The task — Rewrite all of the rows below, changing "pixel coordinates" to "integer coordinates" everywhere it occurs and keeping everything else the same.

[Excerpts from a detection dataset]
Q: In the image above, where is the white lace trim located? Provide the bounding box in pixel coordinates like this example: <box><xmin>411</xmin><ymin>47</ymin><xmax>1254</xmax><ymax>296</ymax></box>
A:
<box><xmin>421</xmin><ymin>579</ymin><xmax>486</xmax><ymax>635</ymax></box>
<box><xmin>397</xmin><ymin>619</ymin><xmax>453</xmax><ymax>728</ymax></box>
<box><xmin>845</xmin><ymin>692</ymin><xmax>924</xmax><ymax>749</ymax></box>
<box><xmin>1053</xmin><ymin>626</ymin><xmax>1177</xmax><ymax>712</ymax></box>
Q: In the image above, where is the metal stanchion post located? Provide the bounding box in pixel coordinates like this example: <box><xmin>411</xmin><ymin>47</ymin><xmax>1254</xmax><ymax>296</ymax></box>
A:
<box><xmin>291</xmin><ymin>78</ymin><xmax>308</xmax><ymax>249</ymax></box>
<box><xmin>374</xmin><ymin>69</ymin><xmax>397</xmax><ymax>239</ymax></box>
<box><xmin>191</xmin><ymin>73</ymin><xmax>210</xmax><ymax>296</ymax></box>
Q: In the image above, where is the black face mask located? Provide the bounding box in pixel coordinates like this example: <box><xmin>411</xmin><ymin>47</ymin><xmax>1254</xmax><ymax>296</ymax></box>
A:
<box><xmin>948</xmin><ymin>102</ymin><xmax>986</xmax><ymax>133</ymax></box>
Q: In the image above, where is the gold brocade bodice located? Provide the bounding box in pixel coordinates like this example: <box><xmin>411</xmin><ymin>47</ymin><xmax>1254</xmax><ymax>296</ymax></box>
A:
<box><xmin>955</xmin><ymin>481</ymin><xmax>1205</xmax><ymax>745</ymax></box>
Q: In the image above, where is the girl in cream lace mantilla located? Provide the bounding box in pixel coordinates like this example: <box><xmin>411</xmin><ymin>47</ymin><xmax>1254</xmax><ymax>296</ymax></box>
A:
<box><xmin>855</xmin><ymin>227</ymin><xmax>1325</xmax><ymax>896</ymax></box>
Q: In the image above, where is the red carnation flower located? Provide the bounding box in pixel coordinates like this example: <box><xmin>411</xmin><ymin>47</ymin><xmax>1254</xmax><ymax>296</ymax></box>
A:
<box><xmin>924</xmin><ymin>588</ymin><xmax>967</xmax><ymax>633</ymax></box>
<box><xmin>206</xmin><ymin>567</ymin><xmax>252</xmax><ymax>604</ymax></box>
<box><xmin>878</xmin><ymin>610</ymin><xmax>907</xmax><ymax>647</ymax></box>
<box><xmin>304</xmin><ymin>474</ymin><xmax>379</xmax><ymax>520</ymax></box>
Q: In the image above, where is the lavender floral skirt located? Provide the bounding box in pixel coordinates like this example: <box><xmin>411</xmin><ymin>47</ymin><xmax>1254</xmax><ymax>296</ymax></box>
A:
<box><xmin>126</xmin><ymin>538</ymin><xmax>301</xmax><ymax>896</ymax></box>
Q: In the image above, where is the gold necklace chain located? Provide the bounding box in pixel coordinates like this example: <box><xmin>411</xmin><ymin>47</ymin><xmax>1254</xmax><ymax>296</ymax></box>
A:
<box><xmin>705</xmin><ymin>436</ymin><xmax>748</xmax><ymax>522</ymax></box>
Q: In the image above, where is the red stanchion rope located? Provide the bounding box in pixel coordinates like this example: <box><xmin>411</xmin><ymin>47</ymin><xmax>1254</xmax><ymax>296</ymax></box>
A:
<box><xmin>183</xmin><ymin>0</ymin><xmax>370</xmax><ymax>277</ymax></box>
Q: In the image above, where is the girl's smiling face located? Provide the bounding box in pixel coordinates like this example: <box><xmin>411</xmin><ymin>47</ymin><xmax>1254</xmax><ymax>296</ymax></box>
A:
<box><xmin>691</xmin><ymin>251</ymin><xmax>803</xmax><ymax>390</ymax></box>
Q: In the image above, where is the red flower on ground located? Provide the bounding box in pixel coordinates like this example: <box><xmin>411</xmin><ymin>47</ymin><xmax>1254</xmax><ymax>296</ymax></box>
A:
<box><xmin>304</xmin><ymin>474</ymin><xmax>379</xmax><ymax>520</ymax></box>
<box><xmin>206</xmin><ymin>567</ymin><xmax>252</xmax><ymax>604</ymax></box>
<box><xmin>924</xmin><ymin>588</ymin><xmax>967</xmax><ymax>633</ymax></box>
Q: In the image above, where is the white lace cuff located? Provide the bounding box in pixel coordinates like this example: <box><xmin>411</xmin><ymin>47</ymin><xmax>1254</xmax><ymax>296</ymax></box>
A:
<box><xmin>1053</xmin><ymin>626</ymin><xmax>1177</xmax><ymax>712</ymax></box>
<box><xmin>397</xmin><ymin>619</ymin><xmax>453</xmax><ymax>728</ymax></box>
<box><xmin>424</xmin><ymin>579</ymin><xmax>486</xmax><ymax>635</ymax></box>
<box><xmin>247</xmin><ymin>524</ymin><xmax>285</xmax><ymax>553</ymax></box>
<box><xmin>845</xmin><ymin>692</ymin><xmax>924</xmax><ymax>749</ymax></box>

The response —
Q: In the image above, where is the white lace trim located? Provide the bounding box in integer coordinates like this example: <box><xmin>411</xmin><ymin>47</ymin><xmax>1254</xmax><ymax>296</ymax></box>
A:
<box><xmin>421</xmin><ymin>579</ymin><xmax>486</xmax><ymax>635</ymax></box>
<box><xmin>397</xmin><ymin>619</ymin><xmax>453</xmax><ymax>728</ymax></box>
<box><xmin>845</xmin><ymin>692</ymin><xmax>924</xmax><ymax>749</ymax></box>
<box><xmin>1053</xmin><ymin>626</ymin><xmax>1177</xmax><ymax>712</ymax></box>
Q: In the image above, where is the metal stanchion post located? Provide the bounding box in integer coordinates like this example: <box><xmin>411</xmin><ymin>47</ymin><xmax>1254</xmax><ymax>296</ymax></box>
A:
<box><xmin>291</xmin><ymin>78</ymin><xmax>308</xmax><ymax>249</ymax></box>
<box><xmin>374</xmin><ymin>69</ymin><xmax>397</xmax><ymax>239</ymax></box>
<box><xmin>191</xmin><ymin>73</ymin><xmax>210</xmax><ymax>296</ymax></box>
Q: In the image above, where is the black face mask located? Provide the bounding box in integer coordinates like this example: <box><xmin>411</xmin><ymin>47</ymin><xmax>1254</xmax><ymax>296</ymax></box>
A:
<box><xmin>948</xmin><ymin>102</ymin><xmax>986</xmax><ymax>133</ymax></box>
Q: In the image above, where is the gold brocade bodice located? Provide the bounding box in integer coordinates like this example: <box><xmin>411</xmin><ymin>47</ymin><xmax>1254</xmax><ymax>296</ymax></box>
A:
<box><xmin>955</xmin><ymin>481</ymin><xmax>1205</xmax><ymax>745</ymax></box>
Q: In the image above, where is the girl in cream lace mantilla located? Provide the bounding box in integer coordinates like this example: <box><xmin>411</xmin><ymin>47</ymin><xmax>1254</xmax><ymax>296</ymax></box>
A:
<box><xmin>855</xmin><ymin>227</ymin><xmax>1325</xmax><ymax>896</ymax></box>
Q: In the image above, where is the red carnation flower located? Provide the bounding box in integer coordinates like this example: <box><xmin>411</xmin><ymin>47</ymin><xmax>1254</xmax><ymax>296</ymax></box>
A:
<box><xmin>924</xmin><ymin>588</ymin><xmax>967</xmax><ymax>633</ymax></box>
<box><xmin>206</xmin><ymin>567</ymin><xmax>252</xmax><ymax>604</ymax></box>
<box><xmin>878</xmin><ymin>610</ymin><xmax>907</xmax><ymax>647</ymax></box>
<box><xmin>304</xmin><ymin>474</ymin><xmax>379</xmax><ymax>520</ymax></box>
Q: In the image above, where is the lavender floral skirt located? Provide the bounding box in integer coordinates like this example: <box><xmin>411</xmin><ymin>47</ymin><xmax>1254</xmax><ymax>296</ymax></box>
A:
<box><xmin>126</xmin><ymin>538</ymin><xmax>301</xmax><ymax>896</ymax></box>
Q: In the image above, where is the gold necklace chain located? Provide the bounding box in integer coordinates like this example: <box><xmin>411</xmin><ymin>47</ymin><xmax>1254</xmax><ymax>296</ymax></box>
A:
<box><xmin>705</xmin><ymin>436</ymin><xmax>748</xmax><ymax>522</ymax></box>
Q: In the image above, where is the red stanchion rope located? Provide the bounding box in integer coordinates like this example: <box><xmin>411</xmin><ymin>47</ymin><xmax>1254</xmax><ymax>296</ymax></box>
A:
<box><xmin>183</xmin><ymin>0</ymin><xmax>370</xmax><ymax>277</ymax></box>
Q: In the image above, where is the girl's smiling face located? Provide the bounding box in integer coordinates like this example: <box><xmin>411</xmin><ymin>47</ymin><xmax>1254</xmax><ymax>296</ymax></box>
A:
<box><xmin>691</xmin><ymin>251</ymin><xmax>803</xmax><ymax>390</ymax></box>
Q: In the image above, where is the red flower on ground located? Provide the bounding box in integer coordinates like this example: <box><xmin>411</xmin><ymin>47</ymin><xmax>1254</xmax><ymax>296</ymax></box>
A:
<box><xmin>304</xmin><ymin>474</ymin><xmax>379</xmax><ymax>520</ymax></box>
<box><xmin>206</xmin><ymin>567</ymin><xmax>252</xmax><ymax>604</ymax></box>
<box><xmin>924</xmin><ymin>588</ymin><xmax>967</xmax><ymax>633</ymax></box>
Q: In the image above, where is the white lace cuff located? Provide the bounding box in integer coordinates like this example: <box><xmin>411</xmin><ymin>47</ymin><xmax>1254</xmax><ymax>296</ymax></box>
A:
<box><xmin>1053</xmin><ymin>626</ymin><xmax>1177</xmax><ymax>712</ymax></box>
<box><xmin>397</xmin><ymin>619</ymin><xmax>453</xmax><ymax>728</ymax></box>
<box><xmin>424</xmin><ymin>579</ymin><xmax>486</xmax><ymax>635</ymax></box>
<box><xmin>247</xmin><ymin>524</ymin><xmax>285</xmax><ymax>553</ymax></box>
<box><xmin>845</xmin><ymin>692</ymin><xmax>924</xmax><ymax>749</ymax></box>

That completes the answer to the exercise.